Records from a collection
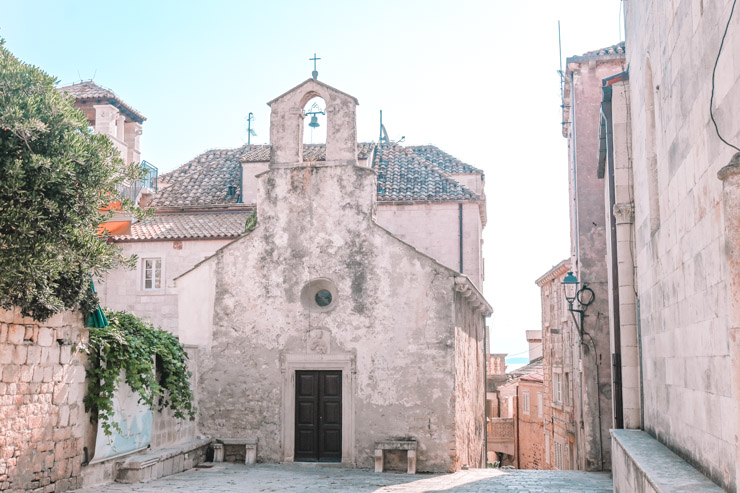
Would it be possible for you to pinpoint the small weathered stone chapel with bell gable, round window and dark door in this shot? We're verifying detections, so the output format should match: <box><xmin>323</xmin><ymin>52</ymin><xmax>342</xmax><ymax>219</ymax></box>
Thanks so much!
<box><xmin>176</xmin><ymin>79</ymin><xmax>491</xmax><ymax>471</ymax></box>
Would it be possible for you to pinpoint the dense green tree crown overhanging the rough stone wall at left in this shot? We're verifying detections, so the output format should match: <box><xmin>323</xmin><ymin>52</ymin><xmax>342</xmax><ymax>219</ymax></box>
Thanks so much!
<box><xmin>0</xmin><ymin>39</ymin><xmax>141</xmax><ymax>320</ymax></box>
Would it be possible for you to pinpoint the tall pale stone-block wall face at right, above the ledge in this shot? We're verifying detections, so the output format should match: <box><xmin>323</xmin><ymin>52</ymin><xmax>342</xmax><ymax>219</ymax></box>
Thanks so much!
<box><xmin>625</xmin><ymin>0</ymin><xmax>740</xmax><ymax>491</ymax></box>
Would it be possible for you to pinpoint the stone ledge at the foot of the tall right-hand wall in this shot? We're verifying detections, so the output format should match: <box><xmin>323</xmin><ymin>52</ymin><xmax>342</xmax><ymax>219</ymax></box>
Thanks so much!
<box><xmin>611</xmin><ymin>430</ymin><xmax>722</xmax><ymax>493</ymax></box>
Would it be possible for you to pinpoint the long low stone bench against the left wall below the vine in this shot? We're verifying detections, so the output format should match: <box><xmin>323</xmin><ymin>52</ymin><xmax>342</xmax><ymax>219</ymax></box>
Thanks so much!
<box><xmin>115</xmin><ymin>438</ymin><xmax>211</xmax><ymax>483</ymax></box>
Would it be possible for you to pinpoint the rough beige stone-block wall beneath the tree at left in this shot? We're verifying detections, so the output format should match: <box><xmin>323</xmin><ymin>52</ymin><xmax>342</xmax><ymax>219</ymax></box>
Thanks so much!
<box><xmin>0</xmin><ymin>310</ymin><xmax>87</xmax><ymax>492</ymax></box>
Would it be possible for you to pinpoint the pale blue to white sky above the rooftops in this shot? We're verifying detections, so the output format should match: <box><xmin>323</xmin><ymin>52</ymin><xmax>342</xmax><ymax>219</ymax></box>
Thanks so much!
<box><xmin>0</xmin><ymin>0</ymin><xmax>620</xmax><ymax>362</ymax></box>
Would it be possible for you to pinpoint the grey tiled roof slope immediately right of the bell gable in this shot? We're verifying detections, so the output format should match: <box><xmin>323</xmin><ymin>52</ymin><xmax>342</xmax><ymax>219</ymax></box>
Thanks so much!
<box><xmin>373</xmin><ymin>144</ymin><xmax>478</xmax><ymax>202</ymax></box>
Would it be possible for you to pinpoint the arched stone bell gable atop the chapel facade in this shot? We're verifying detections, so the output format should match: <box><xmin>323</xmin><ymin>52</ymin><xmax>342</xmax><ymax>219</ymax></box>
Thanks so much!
<box><xmin>267</xmin><ymin>79</ymin><xmax>359</xmax><ymax>168</ymax></box>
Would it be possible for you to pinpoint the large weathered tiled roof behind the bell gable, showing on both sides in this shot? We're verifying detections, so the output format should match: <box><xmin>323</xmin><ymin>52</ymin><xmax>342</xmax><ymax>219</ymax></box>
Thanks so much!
<box><xmin>151</xmin><ymin>142</ymin><xmax>480</xmax><ymax>208</ymax></box>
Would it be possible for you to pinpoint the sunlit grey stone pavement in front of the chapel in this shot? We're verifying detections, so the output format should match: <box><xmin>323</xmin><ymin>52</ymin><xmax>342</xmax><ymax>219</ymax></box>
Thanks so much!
<box><xmin>76</xmin><ymin>463</ymin><xmax>613</xmax><ymax>493</ymax></box>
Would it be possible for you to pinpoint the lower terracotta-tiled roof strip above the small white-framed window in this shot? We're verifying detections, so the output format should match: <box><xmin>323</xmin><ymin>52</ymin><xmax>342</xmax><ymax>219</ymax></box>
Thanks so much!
<box><xmin>112</xmin><ymin>209</ymin><xmax>252</xmax><ymax>241</ymax></box>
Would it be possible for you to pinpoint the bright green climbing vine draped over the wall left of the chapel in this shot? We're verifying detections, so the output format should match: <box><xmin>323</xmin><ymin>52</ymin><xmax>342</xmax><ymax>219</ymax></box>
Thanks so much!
<box><xmin>82</xmin><ymin>311</ymin><xmax>195</xmax><ymax>435</ymax></box>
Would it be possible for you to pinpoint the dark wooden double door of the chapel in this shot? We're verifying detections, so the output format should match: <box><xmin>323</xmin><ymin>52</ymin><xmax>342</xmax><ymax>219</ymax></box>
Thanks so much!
<box><xmin>295</xmin><ymin>370</ymin><xmax>342</xmax><ymax>462</ymax></box>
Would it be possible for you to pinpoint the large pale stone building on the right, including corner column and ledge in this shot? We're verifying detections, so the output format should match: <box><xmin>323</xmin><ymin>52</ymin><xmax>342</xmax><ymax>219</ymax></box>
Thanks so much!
<box><xmin>598</xmin><ymin>0</ymin><xmax>740</xmax><ymax>492</ymax></box>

| Problem statement |
In this exercise, set down all of the data exactly, without the pictures.

| Answer to this task |
Would it be possible for you to pinpoint the small weathered stone chapel with bell gable, round window and dark door in this shot? We're verifying detections, so the output format should match: <box><xmin>323</xmin><ymin>52</ymin><xmax>342</xmax><ymax>219</ymax></box>
Thanks so much!
<box><xmin>176</xmin><ymin>79</ymin><xmax>491</xmax><ymax>471</ymax></box>
Would it be possible for you to pinpoint the dense green tree crown overhanging the rough stone wall at left in this shot? We're verifying detections, so the output format should match: <box><xmin>323</xmin><ymin>52</ymin><xmax>342</xmax><ymax>219</ymax></box>
Thanks so much!
<box><xmin>0</xmin><ymin>39</ymin><xmax>141</xmax><ymax>320</ymax></box>
Would it be possible for you to pinpoint the tall pale stone-block wall face at right, above the ledge in this shot? We're verifying detections, so the output format should match: <box><xmin>323</xmin><ymin>52</ymin><xmax>342</xmax><ymax>219</ymax></box>
Thanks so much!
<box><xmin>625</xmin><ymin>0</ymin><xmax>740</xmax><ymax>491</ymax></box>
Would it be possible for you to pinpoint the stone ledge at the foot of the tall right-hand wall in this shot? We're verifying detections, so the output format should match: <box><xmin>323</xmin><ymin>52</ymin><xmax>342</xmax><ymax>219</ymax></box>
Thanks so much!
<box><xmin>611</xmin><ymin>430</ymin><xmax>722</xmax><ymax>493</ymax></box>
Would it be possible for you to pinpoint the long low stone bench against the left wall below the vine in this shot? We're verifying detections, so the output format should match: <box><xmin>323</xmin><ymin>52</ymin><xmax>342</xmax><ymax>219</ymax></box>
Thanks so much!
<box><xmin>115</xmin><ymin>438</ymin><xmax>211</xmax><ymax>483</ymax></box>
Would it be possible for you to pinpoint the rough beige stone-block wall beneath the tree at left in this shot? We're verifying detections, so the output format should match: <box><xmin>323</xmin><ymin>52</ymin><xmax>342</xmax><ymax>219</ymax></box>
Thanks so much!
<box><xmin>0</xmin><ymin>310</ymin><xmax>87</xmax><ymax>492</ymax></box>
Would it be possible for you to pinpoint the pale blue to white sky above the rooftops in this shot? We're verifying detections, so the output format should match: <box><xmin>323</xmin><ymin>52</ymin><xmax>342</xmax><ymax>219</ymax></box>
Thanks so much!
<box><xmin>0</xmin><ymin>0</ymin><xmax>620</xmax><ymax>362</ymax></box>
Would it be possible for you to pinpoint the grey tiled roof slope immediately right of the bell gable in this shot? We're verifying detections, so the output format should match: <box><xmin>323</xmin><ymin>52</ymin><xmax>342</xmax><ymax>219</ymax></box>
Thanks so much!
<box><xmin>373</xmin><ymin>144</ymin><xmax>478</xmax><ymax>202</ymax></box>
Would it be possible for you to pinpoint the arched stone bell gable atop the chapel facade in this shot? We're verifying detections, so the output format should match: <box><xmin>323</xmin><ymin>52</ymin><xmax>342</xmax><ymax>219</ymax></box>
Thanks so much!
<box><xmin>267</xmin><ymin>79</ymin><xmax>359</xmax><ymax>168</ymax></box>
Would it be possible for you to pinpoint the large weathered tiled roof behind the bell gable, showing on both sides in this shot? We're verifying detections, so the output format should match: <box><xmin>323</xmin><ymin>52</ymin><xmax>342</xmax><ymax>219</ymax></box>
Thanks so much!
<box><xmin>151</xmin><ymin>142</ymin><xmax>480</xmax><ymax>208</ymax></box>
Would it be possible for you to pinpoint the sunlit grey stone pavement in front of the chapel in this shot? We're verifying detections, so the output format should match: <box><xmin>323</xmin><ymin>52</ymin><xmax>342</xmax><ymax>219</ymax></box>
Thanks so much!
<box><xmin>76</xmin><ymin>463</ymin><xmax>613</xmax><ymax>493</ymax></box>
Would it be possible for you to pinpoint the lower terracotta-tiled roof strip above the small white-framed window in this shot? We're verifying detections, so the output format should match: <box><xmin>323</xmin><ymin>52</ymin><xmax>342</xmax><ymax>219</ymax></box>
Thanks so much!
<box><xmin>112</xmin><ymin>209</ymin><xmax>252</xmax><ymax>241</ymax></box>
Would it be possible for you to pinpoint the bright green climbing vine draped over the wall left of the chapel in this shot? We're verifying detections, so the output format should match: <box><xmin>323</xmin><ymin>52</ymin><xmax>342</xmax><ymax>219</ymax></box>
Thanks so much!
<box><xmin>82</xmin><ymin>311</ymin><xmax>195</xmax><ymax>435</ymax></box>
Would it be possible for you to pinpoint the dark wooden double door of the chapel in this shot? We're verifying detections, so the output format should match: <box><xmin>323</xmin><ymin>52</ymin><xmax>342</xmax><ymax>219</ymax></box>
Thanks so much!
<box><xmin>295</xmin><ymin>370</ymin><xmax>342</xmax><ymax>462</ymax></box>
Would it be possible for you to pinpoint the large pale stone building on the right, including corner column and ledge in this shot? We're verifying detections, so the output format should match: <box><xmin>323</xmin><ymin>52</ymin><xmax>342</xmax><ymax>219</ymax></box>
Thanks so much!
<box><xmin>598</xmin><ymin>0</ymin><xmax>740</xmax><ymax>492</ymax></box>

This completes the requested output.